YOUR TASK
From top to bottom, reproduce the listing without a single change.

RECORDED DATA
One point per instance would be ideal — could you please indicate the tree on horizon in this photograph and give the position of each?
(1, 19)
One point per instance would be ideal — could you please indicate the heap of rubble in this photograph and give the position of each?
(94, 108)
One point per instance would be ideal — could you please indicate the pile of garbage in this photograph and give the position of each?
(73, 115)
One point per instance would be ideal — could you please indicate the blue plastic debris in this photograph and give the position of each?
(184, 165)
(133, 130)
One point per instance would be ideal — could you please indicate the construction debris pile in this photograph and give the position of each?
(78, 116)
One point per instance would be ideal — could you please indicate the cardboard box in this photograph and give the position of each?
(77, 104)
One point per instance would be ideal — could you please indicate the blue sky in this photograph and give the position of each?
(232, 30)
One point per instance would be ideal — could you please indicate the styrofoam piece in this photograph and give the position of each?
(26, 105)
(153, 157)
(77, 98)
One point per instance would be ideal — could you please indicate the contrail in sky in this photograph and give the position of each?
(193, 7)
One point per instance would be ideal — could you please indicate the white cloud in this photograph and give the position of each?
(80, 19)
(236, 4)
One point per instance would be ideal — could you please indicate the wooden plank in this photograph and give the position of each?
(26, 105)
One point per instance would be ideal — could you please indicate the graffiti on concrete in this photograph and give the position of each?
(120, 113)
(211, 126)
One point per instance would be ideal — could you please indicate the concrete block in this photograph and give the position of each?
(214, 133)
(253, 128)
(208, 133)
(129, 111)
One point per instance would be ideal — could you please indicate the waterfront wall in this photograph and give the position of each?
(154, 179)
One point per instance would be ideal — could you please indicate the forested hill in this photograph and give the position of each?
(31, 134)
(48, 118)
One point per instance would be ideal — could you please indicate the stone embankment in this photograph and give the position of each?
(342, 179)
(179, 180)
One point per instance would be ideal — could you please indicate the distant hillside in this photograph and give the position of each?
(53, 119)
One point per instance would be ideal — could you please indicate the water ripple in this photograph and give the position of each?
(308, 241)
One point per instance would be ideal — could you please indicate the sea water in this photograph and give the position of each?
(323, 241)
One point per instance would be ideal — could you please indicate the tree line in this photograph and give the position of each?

EXERCISE RESULT
One point per instance would be ideal — could you please indicate the tree on horizon in this photograph and give the position of each?
(1, 19)
One point per instance would be ideal — could you please indicate the heap of rubble in this photograph and give the position of each?
(94, 108)
One point per instance would be ideal — could you please indicate the pile of garbage in this photograph and give the position of each?
(73, 115)
One point per instance would be ideal — could you please indicate the blue plastic debris in this photograph and give the position of each?
(184, 165)
(133, 130)
One point per instance would be ideal — could you please indicate the construction debris pile in this photograph and give the position of each?
(78, 116)
One point per instance would be ideal — could you please indicate the cardboard box in this photograph and give the position of each?
(77, 104)
One point per instance would be ideal — could you please indicate the blue sky in this photograph and give the position of each?
(232, 30)
One point per instance would be ideal — could you please indicate the styrofoam piece in this photograph and give the position of each?
(26, 105)
(153, 157)
(77, 98)
One point per instance would be ideal — could you please indicate the contrail in sky in this photograph and give the position of each?
(193, 7)
One point per instance would be ideal — could you please indicate the white cloud in this photograph and give the position of each?
(80, 19)
(236, 4)
One point per instance would be ideal — could you please indicate the wooden plank in this photograph and give the position of each?
(26, 105)
One point per instance would be ideal — could you please indicate the graffiti on concrete in this photograph and give the position of each?
(120, 113)
(211, 126)
One point per instance would be ideal — could you please indicate the concrete block in this photograph and give the position of each?
(214, 133)
(253, 128)
(208, 133)
(129, 111)
One point per instance would be ideal — could you please indicate the waterfront wall in this photograph and give the position of each?
(154, 179)
One point per instance would be ideal — could you please indicate the forested hill in this photograph and give the position of each?
(31, 134)
(48, 118)
One point per instance would be ideal — could you please indicate the stone embankment in this photograph and give the position of each?
(342, 179)
(179, 180)
One point per instance would be ideal — could you please indicate the distant hillside in this photograph and give the position of each?
(53, 119)
One point per instance would be ideal — could you please indicate the water ripple in this photograph and give the position of each?
(308, 241)
One point per instance would be ideal — could you please indicate the sea water in this photograph and give the position of each?
(323, 241)
One point per instance would be ideal — could you please indicate the tree line in this photograph and give the position of each?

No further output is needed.